### Written request A
In the listing, starting at its first line and ending at the line containing "rule: each instance of the blurred", swap "pedestrian" for "cyclist" and keep everything else the same. Leave the pictures out of your answer.

◆ ◆ ◆ ◆

That thread also has the benefit of using the original source article from Kaspersky, which is worth a read. This blog post notably disagrees with Kaspersky's own conclusions about whether it's an intentional backdoor, instead citing Steve Gibson, who has clearly learned nothing from his previous "WMF backdoor" debacle.
Thanks for sharing. But I think there are easier solutions if one works for sensitive projects such as an Apple hardware designer or a Google Android kernel programmer:
1. Complete separation of work and personal computers and cellphones.
2. Company cellphones only stay in the facility and are checked for vulnerabilities from time to time.
3. No bragging in public about your project or messing with other women/men other than one's own partner, so one does not expose personal vulnerabilities.
I read the original Kaspersky analysis and found it very weird that such a cyber security company that works with the Russian government closely allows US made phones accessing their networks as late as 2023 Dec.
There's never been any real and substantial evidence for this and much to the contrary. They've moved a lot of their infra out of Russia and have for ages been early on malware that originated from Russia and allies.

◆ ◆ ◆ ◆

### Written request B
According to the discussion of the Kaspersky analysis, what has Kaspersky moved a lot of out of Russia?

◆ ◆ ◆ ◆

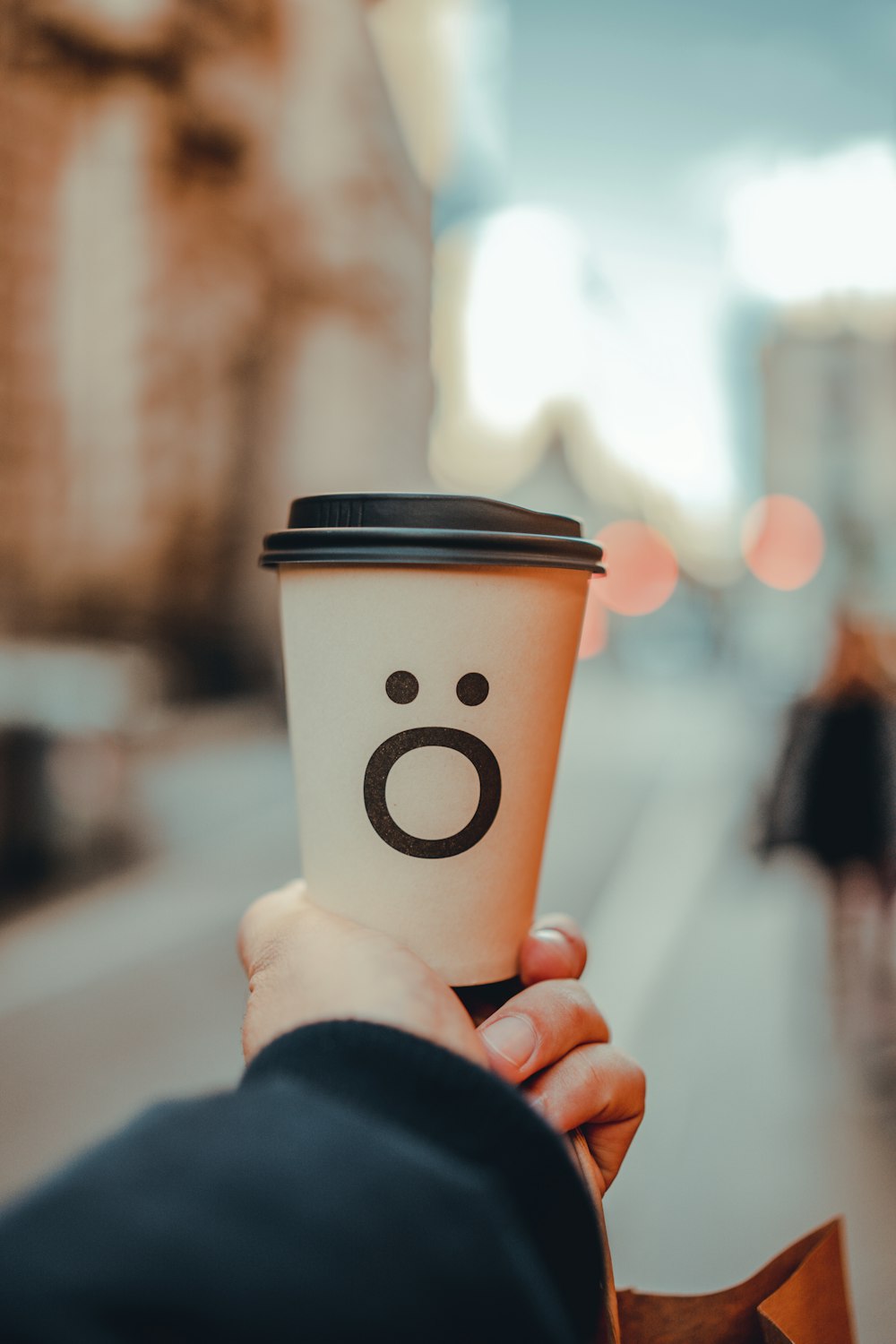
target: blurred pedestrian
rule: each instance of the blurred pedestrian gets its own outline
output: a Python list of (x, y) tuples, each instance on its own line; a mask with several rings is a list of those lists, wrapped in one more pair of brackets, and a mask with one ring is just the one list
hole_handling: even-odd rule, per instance
[(606, 1189), (643, 1075), (571, 921), (536, 926), (478, 1028), (301, 883), (239, 945), (242, 1083), (154, 1107), (0, 1218), (0, 1339), (594, 1341), (600, 1238), (560, 1134)]
[(827, 668), (789, 716), (762, 848), (793, 845), (822, 870), (837, 986), (889, 986), (892, 1008), (896, 698), (881, 638), (840, 613)]

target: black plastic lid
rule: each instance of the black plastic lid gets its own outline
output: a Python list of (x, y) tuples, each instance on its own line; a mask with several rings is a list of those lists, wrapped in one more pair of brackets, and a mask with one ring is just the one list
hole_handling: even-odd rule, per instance
[(603, 574), (602, 548), (557, 513), (472, 495), (308, 495), (259, 563), (536, 564)]

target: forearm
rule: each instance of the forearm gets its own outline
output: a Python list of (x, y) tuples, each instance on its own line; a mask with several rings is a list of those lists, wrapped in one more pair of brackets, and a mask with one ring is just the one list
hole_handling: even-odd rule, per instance
[(584, 1340), (596, 1258), (562, 1141), (509, 1087), (328, 1023), (9, 1210), (0, 1335)]

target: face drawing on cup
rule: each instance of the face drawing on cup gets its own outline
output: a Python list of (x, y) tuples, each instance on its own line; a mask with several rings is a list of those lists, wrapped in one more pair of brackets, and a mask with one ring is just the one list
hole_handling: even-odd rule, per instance
[[(412, 672), (392, 672), (386, 679), (386, 694), (395, 704), (416, 699), (419, 681)], [(455, 687), (461, 704), (482, 704), (489, 683), (481, 672), (466, 672)], [(459, 751), (476, 770), (480, 801), (476, 812), (454, 835), (426, 840), (404, 831), (392, 817), (386, 801), (386, 785), (392, 766), (418, 747), (445, 747)], [(501, 802), (501, 770), (490, 747), (473, 732), (451, 727), (404, 728), (376, 747), (364, 771), (364, 808), (380, 840), (412, 859), (450, 859), (478, 844), (494, 821)]]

◆ ◆ ◆ ◆

### Full solution A
target: blurred cyclist
rule: each instance of the blurred cyclist gets its own outline

### Full solution B
A lot of its infra.